> Aim of the exercise: Rescale the pixel coordinates in the answers of every row below by multiplying each by 0.45 and rounding to whole numbers, with halves rounded up. Reproduce all the lines of each row, including the line asking for points, and leave the pictures out.
☆ ☆ ☆ ☆
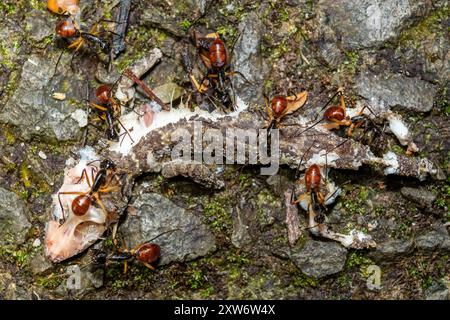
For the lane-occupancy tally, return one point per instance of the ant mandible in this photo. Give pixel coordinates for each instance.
(63, 6)
(110, 111)
(313, 182)
(147, 253)
(336, 116)
(68, 29)
(99, 185)
(213, 53)
(281, 106)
☆ ☆ ☆ ☆
> Reply:
For the lane-occupancy tally, return one point per instance of the ant mandible in this photo. Give pixel coordinates for each instance.
(28, 3)
(50, 50)
(141, 82)
(66, 114)
(151, 52)
(31, 13)
(45, 83)
(96, 24)
(126, 48)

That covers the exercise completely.